◆ **TASK TO CARRY OUT**
Write the next part of the biography of Edgar Aabye, starting after its last sentence.

◆ **SOURCE PASSAGE**
####

Personal information
- Full name: Edgar Lindenau Aabye
- Born: 14 September 1865 Helsingør, Denmark
- Died: 30 April 1941 (aged 75) Copenhagen, Denmark
- Occupation: Journalist

Medal record
Men's tug of war
Representing a Mixed team
| Gold medal – first place | 1900 Paris | Team competition |

= Edgar Aabye =

Danish tug of war Olympian (1865–1941)

Edgar Lindenau Aabye (14 September 1865 – 30 April 1941) was a Danish athlete and journalist who earned a gold medal in the tug of war at the age of 34	 in the 1900 Summer Olympics in Paris, France, after joining the team as a last-minute substitute.

####

(Records from a data collection)

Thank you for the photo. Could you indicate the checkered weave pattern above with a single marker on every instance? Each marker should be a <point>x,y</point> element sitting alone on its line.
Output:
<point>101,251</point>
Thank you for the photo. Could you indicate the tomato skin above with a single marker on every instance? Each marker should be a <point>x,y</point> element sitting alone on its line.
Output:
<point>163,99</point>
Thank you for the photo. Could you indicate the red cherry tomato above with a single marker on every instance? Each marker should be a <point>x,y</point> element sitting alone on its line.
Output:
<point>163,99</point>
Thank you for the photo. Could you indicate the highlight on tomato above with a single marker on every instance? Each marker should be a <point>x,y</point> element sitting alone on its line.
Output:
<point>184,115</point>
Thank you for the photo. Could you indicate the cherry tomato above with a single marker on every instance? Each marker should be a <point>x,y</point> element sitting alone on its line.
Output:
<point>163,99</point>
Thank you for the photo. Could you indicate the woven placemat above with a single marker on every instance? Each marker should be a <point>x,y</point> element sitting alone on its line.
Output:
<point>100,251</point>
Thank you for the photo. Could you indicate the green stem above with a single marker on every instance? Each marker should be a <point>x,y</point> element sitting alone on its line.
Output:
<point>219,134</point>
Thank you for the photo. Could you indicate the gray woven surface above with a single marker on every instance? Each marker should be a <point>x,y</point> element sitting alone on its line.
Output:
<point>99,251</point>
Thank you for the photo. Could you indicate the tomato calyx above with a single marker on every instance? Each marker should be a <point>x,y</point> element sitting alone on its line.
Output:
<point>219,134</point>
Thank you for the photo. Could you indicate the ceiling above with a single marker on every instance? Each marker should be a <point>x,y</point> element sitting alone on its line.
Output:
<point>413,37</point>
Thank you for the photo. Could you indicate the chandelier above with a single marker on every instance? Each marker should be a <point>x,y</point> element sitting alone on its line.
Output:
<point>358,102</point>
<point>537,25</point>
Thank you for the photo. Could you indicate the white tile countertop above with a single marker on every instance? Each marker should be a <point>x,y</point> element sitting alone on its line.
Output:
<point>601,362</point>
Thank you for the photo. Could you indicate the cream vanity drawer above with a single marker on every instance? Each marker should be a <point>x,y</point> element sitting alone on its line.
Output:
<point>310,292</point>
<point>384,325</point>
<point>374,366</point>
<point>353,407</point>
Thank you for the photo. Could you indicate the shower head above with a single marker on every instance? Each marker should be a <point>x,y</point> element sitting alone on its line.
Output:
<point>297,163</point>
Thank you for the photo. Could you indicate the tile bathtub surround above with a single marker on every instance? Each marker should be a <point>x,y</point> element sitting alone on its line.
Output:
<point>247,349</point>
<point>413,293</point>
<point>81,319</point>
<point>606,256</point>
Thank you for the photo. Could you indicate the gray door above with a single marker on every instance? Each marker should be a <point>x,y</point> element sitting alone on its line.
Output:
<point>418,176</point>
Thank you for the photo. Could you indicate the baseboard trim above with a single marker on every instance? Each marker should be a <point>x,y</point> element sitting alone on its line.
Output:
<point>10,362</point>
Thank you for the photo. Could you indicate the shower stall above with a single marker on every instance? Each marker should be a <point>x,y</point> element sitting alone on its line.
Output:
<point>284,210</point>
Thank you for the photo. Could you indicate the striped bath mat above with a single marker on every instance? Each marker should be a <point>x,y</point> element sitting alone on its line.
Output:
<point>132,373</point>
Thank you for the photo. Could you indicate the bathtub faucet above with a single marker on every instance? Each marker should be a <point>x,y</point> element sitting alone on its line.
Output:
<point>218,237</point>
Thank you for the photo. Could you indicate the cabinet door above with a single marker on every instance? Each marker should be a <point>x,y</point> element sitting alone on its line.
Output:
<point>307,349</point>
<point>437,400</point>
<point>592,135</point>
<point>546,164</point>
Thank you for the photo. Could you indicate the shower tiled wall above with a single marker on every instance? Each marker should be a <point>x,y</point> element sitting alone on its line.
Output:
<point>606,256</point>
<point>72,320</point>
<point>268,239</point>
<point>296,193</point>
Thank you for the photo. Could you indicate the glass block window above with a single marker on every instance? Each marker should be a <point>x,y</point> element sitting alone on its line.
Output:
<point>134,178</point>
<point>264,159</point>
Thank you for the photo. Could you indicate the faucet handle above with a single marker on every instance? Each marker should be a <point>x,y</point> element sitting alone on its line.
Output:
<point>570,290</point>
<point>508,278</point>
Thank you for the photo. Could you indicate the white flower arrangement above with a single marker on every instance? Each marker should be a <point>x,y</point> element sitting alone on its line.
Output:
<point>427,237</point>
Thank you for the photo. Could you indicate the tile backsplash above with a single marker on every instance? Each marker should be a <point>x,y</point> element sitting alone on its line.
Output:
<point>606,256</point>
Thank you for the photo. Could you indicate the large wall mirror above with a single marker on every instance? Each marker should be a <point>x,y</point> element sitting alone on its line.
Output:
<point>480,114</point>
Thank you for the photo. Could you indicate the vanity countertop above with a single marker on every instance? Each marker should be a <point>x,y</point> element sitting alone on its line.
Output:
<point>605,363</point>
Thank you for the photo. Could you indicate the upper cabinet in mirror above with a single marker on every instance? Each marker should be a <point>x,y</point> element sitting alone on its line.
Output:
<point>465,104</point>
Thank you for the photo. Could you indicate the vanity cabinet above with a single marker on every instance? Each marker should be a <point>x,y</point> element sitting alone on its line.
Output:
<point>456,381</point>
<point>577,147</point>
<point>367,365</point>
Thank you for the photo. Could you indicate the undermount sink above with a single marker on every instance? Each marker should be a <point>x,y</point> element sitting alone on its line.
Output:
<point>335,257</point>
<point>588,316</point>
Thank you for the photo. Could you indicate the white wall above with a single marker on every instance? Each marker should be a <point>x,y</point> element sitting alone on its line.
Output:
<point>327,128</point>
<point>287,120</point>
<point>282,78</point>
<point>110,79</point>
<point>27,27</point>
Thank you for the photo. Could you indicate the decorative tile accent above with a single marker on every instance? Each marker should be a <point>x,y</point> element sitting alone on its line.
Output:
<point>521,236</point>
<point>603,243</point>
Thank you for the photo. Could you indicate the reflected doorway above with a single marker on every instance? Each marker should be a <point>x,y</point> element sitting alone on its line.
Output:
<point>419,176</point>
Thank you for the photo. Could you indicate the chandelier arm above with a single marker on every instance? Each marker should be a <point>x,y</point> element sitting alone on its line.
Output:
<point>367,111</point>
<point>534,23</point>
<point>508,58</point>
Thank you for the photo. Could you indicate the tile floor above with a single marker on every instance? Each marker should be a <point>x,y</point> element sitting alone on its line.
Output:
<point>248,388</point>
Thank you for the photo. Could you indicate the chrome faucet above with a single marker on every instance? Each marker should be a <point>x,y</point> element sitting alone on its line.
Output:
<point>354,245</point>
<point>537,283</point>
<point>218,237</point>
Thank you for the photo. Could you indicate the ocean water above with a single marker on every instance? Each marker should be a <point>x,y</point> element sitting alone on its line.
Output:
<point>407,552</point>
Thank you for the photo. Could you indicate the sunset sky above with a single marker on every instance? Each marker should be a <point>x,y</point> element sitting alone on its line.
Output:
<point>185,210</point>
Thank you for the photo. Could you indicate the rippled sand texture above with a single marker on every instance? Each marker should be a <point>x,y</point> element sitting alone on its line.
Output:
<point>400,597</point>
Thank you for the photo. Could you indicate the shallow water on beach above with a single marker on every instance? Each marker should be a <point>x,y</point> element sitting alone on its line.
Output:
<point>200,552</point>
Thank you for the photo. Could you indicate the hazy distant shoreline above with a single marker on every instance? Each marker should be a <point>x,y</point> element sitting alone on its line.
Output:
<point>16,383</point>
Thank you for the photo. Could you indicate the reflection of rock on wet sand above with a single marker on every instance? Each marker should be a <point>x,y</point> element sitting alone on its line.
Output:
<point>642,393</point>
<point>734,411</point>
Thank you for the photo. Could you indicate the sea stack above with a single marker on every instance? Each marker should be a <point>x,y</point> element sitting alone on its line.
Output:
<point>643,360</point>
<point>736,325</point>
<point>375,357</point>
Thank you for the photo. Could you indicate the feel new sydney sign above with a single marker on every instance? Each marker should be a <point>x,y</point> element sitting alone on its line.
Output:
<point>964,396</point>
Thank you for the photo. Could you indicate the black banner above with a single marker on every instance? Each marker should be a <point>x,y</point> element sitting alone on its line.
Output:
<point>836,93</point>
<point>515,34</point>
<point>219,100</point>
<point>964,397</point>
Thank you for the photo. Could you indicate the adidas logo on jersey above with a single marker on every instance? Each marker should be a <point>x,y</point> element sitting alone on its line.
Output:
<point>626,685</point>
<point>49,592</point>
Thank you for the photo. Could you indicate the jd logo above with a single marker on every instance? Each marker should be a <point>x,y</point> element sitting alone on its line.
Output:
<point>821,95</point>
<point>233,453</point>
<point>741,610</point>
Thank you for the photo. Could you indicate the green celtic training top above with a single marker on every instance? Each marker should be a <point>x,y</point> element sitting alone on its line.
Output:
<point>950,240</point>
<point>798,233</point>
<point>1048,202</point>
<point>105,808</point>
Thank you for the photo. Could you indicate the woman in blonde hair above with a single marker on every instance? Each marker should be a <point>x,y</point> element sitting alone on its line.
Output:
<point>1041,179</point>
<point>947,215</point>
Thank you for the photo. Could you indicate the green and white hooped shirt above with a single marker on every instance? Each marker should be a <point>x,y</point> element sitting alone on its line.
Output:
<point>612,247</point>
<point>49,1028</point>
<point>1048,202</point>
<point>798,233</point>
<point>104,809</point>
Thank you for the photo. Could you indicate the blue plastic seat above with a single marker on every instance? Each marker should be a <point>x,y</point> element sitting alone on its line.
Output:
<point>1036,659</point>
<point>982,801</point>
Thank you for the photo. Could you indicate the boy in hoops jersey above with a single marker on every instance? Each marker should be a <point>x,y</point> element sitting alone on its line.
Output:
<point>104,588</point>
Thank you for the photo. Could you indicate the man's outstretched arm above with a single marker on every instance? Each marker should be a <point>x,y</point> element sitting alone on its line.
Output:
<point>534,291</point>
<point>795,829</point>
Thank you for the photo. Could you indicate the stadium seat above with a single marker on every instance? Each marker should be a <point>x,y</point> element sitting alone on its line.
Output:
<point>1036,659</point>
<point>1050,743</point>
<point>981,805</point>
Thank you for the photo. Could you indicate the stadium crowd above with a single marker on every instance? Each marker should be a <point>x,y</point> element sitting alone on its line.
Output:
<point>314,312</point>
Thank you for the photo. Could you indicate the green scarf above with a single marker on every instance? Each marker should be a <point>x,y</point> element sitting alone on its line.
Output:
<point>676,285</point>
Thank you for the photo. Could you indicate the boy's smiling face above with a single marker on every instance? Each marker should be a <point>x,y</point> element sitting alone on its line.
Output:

####

◆ **EXERCISE OUTPUT**
Aabye was an accomplished athlete who had previously won a Danish championship in swimming (1896) and been a competitor in rowing and cycling. Aabye joined the team which then competed in the only tug-of-war contest, defeating the French team for the gold medal. Initially, Aabye was not a member of the tug-of-war team but was working at the Paris Olympics as a journalist for the Politiken newspaper. When a member of the combined Dano-Swedish tug of war team was injured, the team asked Aabye to fill in as a last-minute substitute.

He was the nation's first sports journalist as he worked for the broadsheet Politiken from 1892 until 1935. He had previously studied theology and taught history and geography at a middle school.